## [WHAT YOU WILL DO]
Reproduce each line of the entries below verbatim, from the first line to the last.

─── MATERIAL TO PROCESS

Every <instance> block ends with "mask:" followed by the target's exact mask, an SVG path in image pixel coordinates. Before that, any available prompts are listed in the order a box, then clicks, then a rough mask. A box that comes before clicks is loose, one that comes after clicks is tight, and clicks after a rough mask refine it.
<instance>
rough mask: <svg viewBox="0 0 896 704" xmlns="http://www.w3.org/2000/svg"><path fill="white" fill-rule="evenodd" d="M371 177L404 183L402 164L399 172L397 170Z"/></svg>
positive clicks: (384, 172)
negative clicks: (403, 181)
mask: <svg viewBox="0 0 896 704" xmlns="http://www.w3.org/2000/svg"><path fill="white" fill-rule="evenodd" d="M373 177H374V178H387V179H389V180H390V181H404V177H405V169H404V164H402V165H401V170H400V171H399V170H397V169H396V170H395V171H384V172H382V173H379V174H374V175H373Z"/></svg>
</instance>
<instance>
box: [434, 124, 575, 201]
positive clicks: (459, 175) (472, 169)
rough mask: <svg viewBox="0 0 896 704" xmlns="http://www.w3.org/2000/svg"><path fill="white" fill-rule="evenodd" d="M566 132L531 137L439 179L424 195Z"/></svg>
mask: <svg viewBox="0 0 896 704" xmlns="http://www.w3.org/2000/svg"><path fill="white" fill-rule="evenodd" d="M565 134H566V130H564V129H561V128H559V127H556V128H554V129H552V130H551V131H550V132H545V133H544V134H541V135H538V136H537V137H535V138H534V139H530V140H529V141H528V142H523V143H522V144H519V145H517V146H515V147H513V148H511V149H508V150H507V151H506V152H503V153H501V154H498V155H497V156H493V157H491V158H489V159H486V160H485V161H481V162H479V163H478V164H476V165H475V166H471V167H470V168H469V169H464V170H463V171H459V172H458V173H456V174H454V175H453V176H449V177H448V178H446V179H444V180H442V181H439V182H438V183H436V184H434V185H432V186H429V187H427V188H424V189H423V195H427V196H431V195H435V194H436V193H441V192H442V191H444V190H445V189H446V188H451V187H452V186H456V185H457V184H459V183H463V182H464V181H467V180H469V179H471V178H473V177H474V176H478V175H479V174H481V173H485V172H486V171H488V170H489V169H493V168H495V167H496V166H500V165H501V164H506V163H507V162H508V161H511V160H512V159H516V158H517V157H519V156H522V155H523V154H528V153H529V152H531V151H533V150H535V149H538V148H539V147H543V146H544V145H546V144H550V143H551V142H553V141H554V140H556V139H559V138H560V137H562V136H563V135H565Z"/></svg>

──────

## [RESPONSE FOR THIS EXERCISE]
Every <instance> block ends with "mask:" followed by the target's exact mask, an SVG path in image pixel coordinates. Before that, any available prompts are listed in the order a box, then clicks, then a rough mask. A box that comes before clicks is loose, one that comes after clicks is tight, and clicks after a rough mask refine it.
<instance>
rough mask: <svg viewBox="0 0 896 704" xmlns="http://www.w3.org/2000/svg"><path fill="white" fill-rule="evenodd" d="M371 177L404 183L402 164L399 172L397 170Z"/></svg>
positive clicks: (384, 172)
negative clicks: (403, 181)
mask: <svg viewBox="0 0 896 704" xmlns="http://www.w3.org/2000/svg"><path fill="white" fill-rule="evenodd" d="M373 177H374V178H387V179H389V180H390V181H404V177H405V169H404V164H402V165H401V170H400V171H399V170H397V169H396V170H395V171H384V172H382V173H379V174H374V175H373Z"/></svg>
</instance>
<instance>
box: [434, 124, 575, 201]
positive clicks: (459, 175) (472, 169)
rough mask: <svg viewBox="0 0 896 704" xmlns="http://www.w3.org/2000/svg"><path fill="white" fill-rule="evenodd" d="M566 132L531 137L439 179L424 195Z"/></svg>
mask: <svg viewBox="0 0 896 704" xmlns="http://www.w3.org/2000/svg"><path fill="white" fill-rule="evenodd" d="M565 134H566V130H564V129H561V128H559V127H556V128H554V129H552V130H551V131H550V132H545V133H544V134H541V135H538V136H537V137H535V138H534V139H530V140H529V141H528V142H523V143H522V144H519V145H517V146H515V147H513V148H511V149H508V150H507V151H506V152H503V153H501V154H498V155H497V156H493V157H491V158H489V159H486V160H485V161H481V162H479V163H478V164H476V165H475V166H471V167H470V168H469V169H464V170H463V171H459V172H458V173H456V174H454V175H453V176H449V177H448V178H446V179H444V180H442V181H439V182H438V183H436V184H434V185H432V186H429V187H427V188H424V189H423V195H427V196H431V195H435V194H436V193H441V192H442V191H444V190H445V189H446V188H451V187H452V186H456V185H457V184H459V183H463V182H464V181H467V180H469V179H471V178H473V177H474V176H478V175H479V174H481V173H485V172H486V171H488V170H489V169H493V168H495V167H496V166H500V165H501V164H506V163H507V162H508V161H511V160H512V159H516V158H517V157H519V156H522V155H523V154H528V153H529V152H531V151H533V150H535V149H538V148H539V147H543V146H544V145H546V144H550V143H551V142H553V141H554V140H556V139H559V138H560V137H562V136H563V135H565Z"/></svg>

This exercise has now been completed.